### Set exercise
Please extract all of the material below and reproduce it line for line, without changing anything.

-- start Source data --

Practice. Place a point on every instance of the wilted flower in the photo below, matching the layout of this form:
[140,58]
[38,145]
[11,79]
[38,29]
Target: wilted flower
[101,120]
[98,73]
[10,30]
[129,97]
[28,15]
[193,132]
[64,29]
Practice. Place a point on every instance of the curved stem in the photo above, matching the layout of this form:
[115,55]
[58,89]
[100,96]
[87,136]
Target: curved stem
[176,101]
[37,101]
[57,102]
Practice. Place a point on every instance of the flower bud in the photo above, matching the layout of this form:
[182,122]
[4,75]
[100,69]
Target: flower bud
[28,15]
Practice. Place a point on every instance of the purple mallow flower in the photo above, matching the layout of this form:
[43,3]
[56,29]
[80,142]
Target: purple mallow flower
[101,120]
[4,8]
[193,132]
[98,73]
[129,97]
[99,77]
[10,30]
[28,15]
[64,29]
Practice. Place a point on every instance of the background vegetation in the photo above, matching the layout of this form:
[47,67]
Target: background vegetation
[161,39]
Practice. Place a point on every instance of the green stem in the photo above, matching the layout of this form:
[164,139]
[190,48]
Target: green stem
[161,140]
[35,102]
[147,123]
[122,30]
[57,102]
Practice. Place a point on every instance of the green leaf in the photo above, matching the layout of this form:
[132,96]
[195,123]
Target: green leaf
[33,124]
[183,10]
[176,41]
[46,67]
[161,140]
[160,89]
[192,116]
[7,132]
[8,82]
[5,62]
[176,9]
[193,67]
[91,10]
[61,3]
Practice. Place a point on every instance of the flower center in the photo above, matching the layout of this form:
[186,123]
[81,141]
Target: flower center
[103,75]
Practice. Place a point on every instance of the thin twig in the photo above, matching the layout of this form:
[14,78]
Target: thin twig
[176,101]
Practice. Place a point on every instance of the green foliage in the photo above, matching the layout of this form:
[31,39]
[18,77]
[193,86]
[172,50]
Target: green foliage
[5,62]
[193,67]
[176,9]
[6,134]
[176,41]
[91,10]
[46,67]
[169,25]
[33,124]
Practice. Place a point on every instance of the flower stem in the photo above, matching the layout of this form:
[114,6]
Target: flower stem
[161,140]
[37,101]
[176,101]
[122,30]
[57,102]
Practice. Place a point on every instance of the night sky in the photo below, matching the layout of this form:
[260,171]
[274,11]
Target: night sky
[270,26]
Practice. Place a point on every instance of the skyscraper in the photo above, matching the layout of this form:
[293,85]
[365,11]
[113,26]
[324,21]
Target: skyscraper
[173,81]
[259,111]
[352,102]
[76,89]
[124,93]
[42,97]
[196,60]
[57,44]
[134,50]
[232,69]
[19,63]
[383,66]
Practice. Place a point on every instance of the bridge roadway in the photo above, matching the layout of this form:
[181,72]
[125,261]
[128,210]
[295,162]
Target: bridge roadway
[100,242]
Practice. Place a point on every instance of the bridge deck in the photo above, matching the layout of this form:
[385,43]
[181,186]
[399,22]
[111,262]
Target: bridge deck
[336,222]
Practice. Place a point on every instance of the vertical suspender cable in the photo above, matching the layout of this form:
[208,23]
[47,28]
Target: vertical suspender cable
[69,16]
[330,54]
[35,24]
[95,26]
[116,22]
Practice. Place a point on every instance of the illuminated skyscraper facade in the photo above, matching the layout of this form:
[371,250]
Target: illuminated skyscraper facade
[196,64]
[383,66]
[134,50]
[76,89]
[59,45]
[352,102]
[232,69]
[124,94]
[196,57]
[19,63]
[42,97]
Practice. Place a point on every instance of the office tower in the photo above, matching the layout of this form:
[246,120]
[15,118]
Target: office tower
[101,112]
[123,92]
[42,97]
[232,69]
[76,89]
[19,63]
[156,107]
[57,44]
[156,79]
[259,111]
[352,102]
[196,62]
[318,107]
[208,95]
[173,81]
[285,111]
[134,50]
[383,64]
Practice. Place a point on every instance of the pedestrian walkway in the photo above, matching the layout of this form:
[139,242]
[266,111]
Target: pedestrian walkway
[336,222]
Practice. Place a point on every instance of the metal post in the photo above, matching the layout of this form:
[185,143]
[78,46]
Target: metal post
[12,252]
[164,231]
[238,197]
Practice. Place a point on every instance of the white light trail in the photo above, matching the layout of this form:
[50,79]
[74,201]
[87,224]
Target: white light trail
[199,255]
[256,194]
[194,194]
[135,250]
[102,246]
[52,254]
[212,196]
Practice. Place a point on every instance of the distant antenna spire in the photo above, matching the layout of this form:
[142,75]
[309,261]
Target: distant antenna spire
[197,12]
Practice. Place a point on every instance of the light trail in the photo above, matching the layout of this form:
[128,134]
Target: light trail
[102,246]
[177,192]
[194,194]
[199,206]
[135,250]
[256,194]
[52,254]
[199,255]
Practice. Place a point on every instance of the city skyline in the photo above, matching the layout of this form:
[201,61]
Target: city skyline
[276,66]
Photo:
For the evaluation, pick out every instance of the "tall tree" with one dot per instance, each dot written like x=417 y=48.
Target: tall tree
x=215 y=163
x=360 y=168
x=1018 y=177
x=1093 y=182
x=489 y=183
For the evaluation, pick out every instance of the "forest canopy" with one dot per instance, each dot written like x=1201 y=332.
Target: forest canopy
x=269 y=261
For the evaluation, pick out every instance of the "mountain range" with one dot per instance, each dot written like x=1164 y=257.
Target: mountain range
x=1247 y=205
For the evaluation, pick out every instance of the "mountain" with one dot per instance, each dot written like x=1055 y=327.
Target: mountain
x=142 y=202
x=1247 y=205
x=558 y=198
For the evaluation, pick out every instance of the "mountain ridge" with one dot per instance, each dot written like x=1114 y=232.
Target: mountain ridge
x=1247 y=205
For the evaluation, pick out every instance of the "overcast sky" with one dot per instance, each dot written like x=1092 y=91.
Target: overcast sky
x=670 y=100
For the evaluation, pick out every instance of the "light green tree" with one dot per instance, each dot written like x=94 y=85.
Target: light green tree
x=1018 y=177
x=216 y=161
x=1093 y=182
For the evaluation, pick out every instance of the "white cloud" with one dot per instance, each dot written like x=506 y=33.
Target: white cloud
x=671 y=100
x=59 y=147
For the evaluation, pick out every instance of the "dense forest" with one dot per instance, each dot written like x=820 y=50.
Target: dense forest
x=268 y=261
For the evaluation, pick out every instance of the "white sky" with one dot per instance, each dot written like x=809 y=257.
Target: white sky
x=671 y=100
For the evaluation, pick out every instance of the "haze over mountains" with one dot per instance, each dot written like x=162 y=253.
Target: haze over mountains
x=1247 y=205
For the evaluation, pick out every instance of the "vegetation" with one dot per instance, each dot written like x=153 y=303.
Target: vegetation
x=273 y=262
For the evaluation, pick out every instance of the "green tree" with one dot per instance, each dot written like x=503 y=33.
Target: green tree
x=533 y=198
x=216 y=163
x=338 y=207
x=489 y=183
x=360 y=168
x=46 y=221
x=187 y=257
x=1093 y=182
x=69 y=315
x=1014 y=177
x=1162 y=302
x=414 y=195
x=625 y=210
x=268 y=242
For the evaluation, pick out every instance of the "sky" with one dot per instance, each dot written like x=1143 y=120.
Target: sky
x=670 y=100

-- end Source data --

### Task result
Practice. Place a point on every instance of the wilted flower in the photo below, matching the layout of this form:
[140,58]
[38,145]
[11,79]
[38,29]
Target: wilted flower
[101,120]
[98,73]
[10,30]
[129,97]
[28,15]
[193,132]
[64,29]
Practice. Place a point on every instance of the curved stem in the photo above, matching the layout of this form:
[115,55]
[58,89]
[100,96]
[87,136]
Target: curved stem
[176,101]
[37,101]
[57,102]
Practice. Place a point on every instance of the flower bud in the photo above, matching the layout of this form:
[182,122]
[4,75]
[100,69]
Target: flower bud
[28,15]
Practice. Place a point on every instance of the purple mallow flower in the photo above, matching the layout of this form:
[43,3]
[56,29]
[80,142]
Target: purple mallow flower
[101,120]
[4,8]
[193,132]
[98,73]
[129,97]
[99,77]
[10,30]
[28,15]
[64,29]
Practice. Place a point on every instance of the background vegetation in the photo above, matching the layout of this form:
[47,67]
Target: background vegetation
[161,39]
Practice. Place a point on every instance of the green stem in the photo above, matching the layout of this form:
[164,139]
[190,48]
Target: green stem
[161,140]
[35,102]
[147,123]
[122,30]
[57,102]
Practice. Place a point on every instance of the green leaf in the photo above, matching the layout of this form:
[132,96]
[195,123]
Target: green leaf
[33,124]
[183,10]
[176,41]
[46,67]
[161,140]
[160,89]
[192,116]
[7,132]
[8,82]
[5,62]
[176,9]
[193,67]
[91,10]
[61,3]
Practice. Place a point on every instance of the flower center in the photo above, matching the layout of this form:
[186,123]
[81,141]
Target: flower center
[103,75]
Practice. Place a point on every instance of the thin twig in the photo above, matching the layout of this form:
[14,78]
Target: thin twig
[176,101]
Practice. Place a point on every instance of the green foliage in the photo above, matching the layout of this form:
[31,39]
[18,77]
[193,86]
[172,50]
Target: green foliage
[5,62]
[193,67]
[176,9]
[6,134]
[176,41]
[91,10]
[46,67]
[169,25]
[33,124]
Practice. Place a point on every instance of the flower stem in the photo above, matching the layout of this form:
[114,6]
Target: flower stem
[161,140]
[37,101]
[176,101]
[122,30]
[57,102]
Practice. Place a point on every instance of the night sky in the photo below, matching the layout of this form:
[260,171]
[274,11]
Target: night sky
[270,26]
Practice. Place a point on every instance of the skyscraper in the photo above, matching the layout of this form:
[293,85]
[365,11]
[113,26]
[324,21]
Target: skyscraper
[173,81]
[259,111]
[352,102]
[76,89]
[124,93]
[42,97]
[196,60]
[57,44]
[134,50]
[232,69]
[19,63]
[383,66]
Practice. Place a point on every instance of the bridge roadway in the photo above, matching the layout of this form:
[181,72]
[125,261]
[128,210]
[295,162]
Target: bridge roadway
[100,242]
Practice. Place a point on every instance of the bridge deck in the photo above, matching the layout of this form:
[385,43]
[181,186]
[399,22]
[111,262]
Target: bridge deck
[336,222]
Practice. Place a point on every instance of the vertical suspender cable in the photo above, matching the layout of this form:
[208,23]
[47,28]
Target: vertical suspender cable
[69,16]
[330,54]
[35,24]
[95,26]
[116,22]
Practice. Place a point on every instance of the illuminated skyscraper facade in the photo above, matching the layout of this form:
[371,250]
Target: illuminated skyscraper facade
[196,64]
[383,66]
[134,50]
[76,89]
[59,45]
[352,102]
[232,69]
[124,94]
[196,57]
[19,63]
[42,97]
Practice. Place a point on every instance of the office tower in the photo above, matching the layout of this form:
[246,120]
[15,118]
Target: office tower
[101,112]
[123,92]
[42,97]
[232,69]
[76,89]
[19,63]
[156,107]
[57,44]
[156,79]
[259,111]
[352,102]
[196,62]
[318,107]
[208,95]
[173,81]
[285,111]
[134,50]
[383,64]
Practice. Place a point on every instance of the pedestrian walkway in the photo above, matching the layout of this form:
[139,242]
[266,111]
Target: pedestrian walkway
[336,222]
Practice. Place a point on every instance of the metal post in the photo above, matching the layout of this form:
[185,143]
[78,46]
Target: metal post
[12,252]
[164,231]
[238,197]
Practice. Place a point on every instance of the white light trail in the photo above, matching the layout of this form:
[50,79]
[74,201]
[87,224]
Target: white light trail
[199,255]
[256,194]
[194,194]
[135,250]
[102,246]
[52,254]
[212,196]
Practice. Place a point on every instance of the distant antenna spire in the photo above, matching the layout of this form:
[142,75]
[309,261]
Target: distant antenna spire
[197,12]
Practice. Place a point on every instance of the light trail in the photo above, matching the layout of this form:
[128,134]
Target: light trail
[102,246]
[177,192]
[194,194]
[199,206]
[135,250]
[256,194]
[52,254]
[199,255]
Practice. Place a point on every instance of the city skyline in the photo above, matching the layout of this form:
[201,61]
Target: city skyline
[276,66]
Photo:
For the evaluation, pick out every instance of the "tall tree" with one dot per instance, each dot written like x=417 y=48.
Target: tall tree
x=215 y=163
x=360 y=168
x=1018 y=177
x=1093 y=182
x=489 y=183
For the evaluation, pick out every instance of the "forest canopy" with one dot per instance, each dot written like x=1201 y=332.
Target: forest canopy
x=269 y=261
For the evaluation, pick out every instance of the "mountain range" with one dot per instance, each dot written like x=1164 y=257.
Target: mountain range
x=1247 y=205
For the evaluation, pick out every instance of the "mountain" with one dot per instance, each dot written like x=1055 y=327.
Target: mountain
x=142 y=202
x=1247 y=205
x=558 y=198
For the evaluation, pick out every instance of the "mountain ridge" with one dot per instance, each dot written like x=1114 y=232.
Target: mountain ridge
x=1247 y=205
For the evaluation, pick out every instance of the "overcast sky" with one dot per instance, each dot written like x=1092 y=91.
Target: overcast sky
x=670 y=100
For the evaluation, pick out every instance of the "light green tree" with one dot per instance, each dot written like x=94 y=85.
Target: light green tree
x=1018 y=177
x=216 y=161
x=1093 y=182
For the evaluation, pick out every instance of the "white cloud" with one dot per instance, each dot written like x=506 y=33.
Target: white cloud
x=671 y=100
x=59 y=147
For the evaluation, pick out every instance of the "dense forest" with one dot per instance, each dot written like x=820 y=50.
Target: dense forest
x=268 y=261
For the evaluation, pick out every instance of the "white sky" with one dot per instance, each dot written like x=809 y=257.
Target: white sky
x=671 y=100
For the evaluation, pick out every instance of the "haze over mountains" with one dot per instance, each dot written like x=162 y=253.
Target: haze over mountains
x=1247 y=205
For the evaluation, pick out every instance of the "vegetation" with one dot per instance, each dot written like x=153 y=303.
Target: vegetation
x=273 y=262
For the evaluation, pick out every instance of the "green tree" with one dot per instance, each dot written like x=503 y=33.
Target: green tree
x=533 y=198
x=216 y=163
x=338 y=207
x=489 y=183
x=360 y=168
x=46 y=221
x=187 y=257
x=1093 y=182
x=69 y=315
x=1014 y=177
x=1162 y=302
x=414 y=195
x=625 y=210
x=268 y=242
For the evaluation, pick out every instance of the "sky" with one dot per instance, each dot written like x=1143 y=120.
Target: sky
x=670 y=100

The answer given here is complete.